Output each record exactly. Leave none out.
═══ EXERCISE MATERIAL ═══
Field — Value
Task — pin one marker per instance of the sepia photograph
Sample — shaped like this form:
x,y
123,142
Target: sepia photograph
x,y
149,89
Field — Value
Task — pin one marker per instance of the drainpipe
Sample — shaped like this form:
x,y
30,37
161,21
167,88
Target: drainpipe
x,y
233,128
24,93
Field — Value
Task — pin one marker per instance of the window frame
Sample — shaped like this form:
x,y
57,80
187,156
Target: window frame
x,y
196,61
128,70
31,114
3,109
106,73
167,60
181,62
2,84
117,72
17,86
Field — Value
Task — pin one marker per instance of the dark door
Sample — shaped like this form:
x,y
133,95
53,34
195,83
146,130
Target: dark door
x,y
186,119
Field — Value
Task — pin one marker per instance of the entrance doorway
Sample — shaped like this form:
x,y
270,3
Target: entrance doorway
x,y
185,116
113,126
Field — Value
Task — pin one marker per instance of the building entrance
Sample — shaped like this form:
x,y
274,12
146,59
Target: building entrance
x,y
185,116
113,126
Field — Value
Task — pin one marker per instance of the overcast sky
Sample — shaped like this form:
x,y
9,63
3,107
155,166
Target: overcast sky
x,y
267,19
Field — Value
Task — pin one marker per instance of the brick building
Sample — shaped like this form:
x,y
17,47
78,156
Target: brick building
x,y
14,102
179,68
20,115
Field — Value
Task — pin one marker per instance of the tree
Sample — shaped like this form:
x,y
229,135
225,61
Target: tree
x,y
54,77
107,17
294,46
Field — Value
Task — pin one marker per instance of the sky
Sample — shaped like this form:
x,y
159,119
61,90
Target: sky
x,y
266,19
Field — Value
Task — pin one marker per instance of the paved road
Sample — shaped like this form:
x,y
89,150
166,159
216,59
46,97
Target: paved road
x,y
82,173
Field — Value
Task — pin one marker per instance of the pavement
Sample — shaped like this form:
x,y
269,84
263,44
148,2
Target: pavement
═══
_TASK ANSWER:_
Field — Value
Task — pin one marker per instance of the sepia photograph
Sample — shaped like this form:
x,y
123,142
Target: sepia photograph
x,y
149,89
Field — Value
Task — pin one marker per instance of the drainpipe
Sample — shaped like this form:
x,y
30,37
161,21
167,88
Target: drainpipe
x,y
233,128
24,93
Field — Value
Task — pin one marker per instance of the window frame
Sample — shaped like this form:
x,y
57,80
187,156
Target: window frame
x,y
196,61
128,70
31,114
3,109
106,73
167,60
181,62
2,84
117,72
17,86
Field — Value
Task — pin one marker per instance of the dark door
Sample — shaped like this form:
x,y
133,95
53,34
195,83
146,130
Target: dark door
x,y
186,119
Field — Value
Task — pin one marker per instance of the entrance doorway
Sample — shaped like this form:
x,y
270,3
Target: entrance doorway
x,y
185,116
113,126
Field — Value
Task — pin one marker per instance of the building entrance
Sample — shaped like this form:
x,y
274,12
146,59
Target: building entrance
x,y
185,116
113,126
Field — Value
Task — pin one marker per instance of the overcast sky
Sample — shaped like this form:
x,y
9,63
3,107
155,166
Target: overcast sky
x,y
267,19
Field — Value
Task — pin one marker per instance of the brick building
Sample — shaped like this form:
x,y
17,47
78,156
Target: brick building
x,y
14,102
179,68
20,115
Field — Value
Task — pin one marker per instance of the tree
Sample — shaped like this form:
x,y
229,135
225,61
Target: tree
x,y
54,77
107,17
294,46
Field — Value
Task — pin one marker per instance of the sky
Sample — shaped like this form:
x,y
159,119
61,90
Target: sky
x,y
266,19
Field — Value
Task — pin one marker per instance of the paved road
Sample — shaped like this form:
x,y
89,150
166,159
216,59
46,97
Target: paved road
x,y
82,173
Field — Value
Task — pin one marker per instance of the pavement
Sample — shaped like this form:
x,y
269,84
263,44
148,2
Target: pavement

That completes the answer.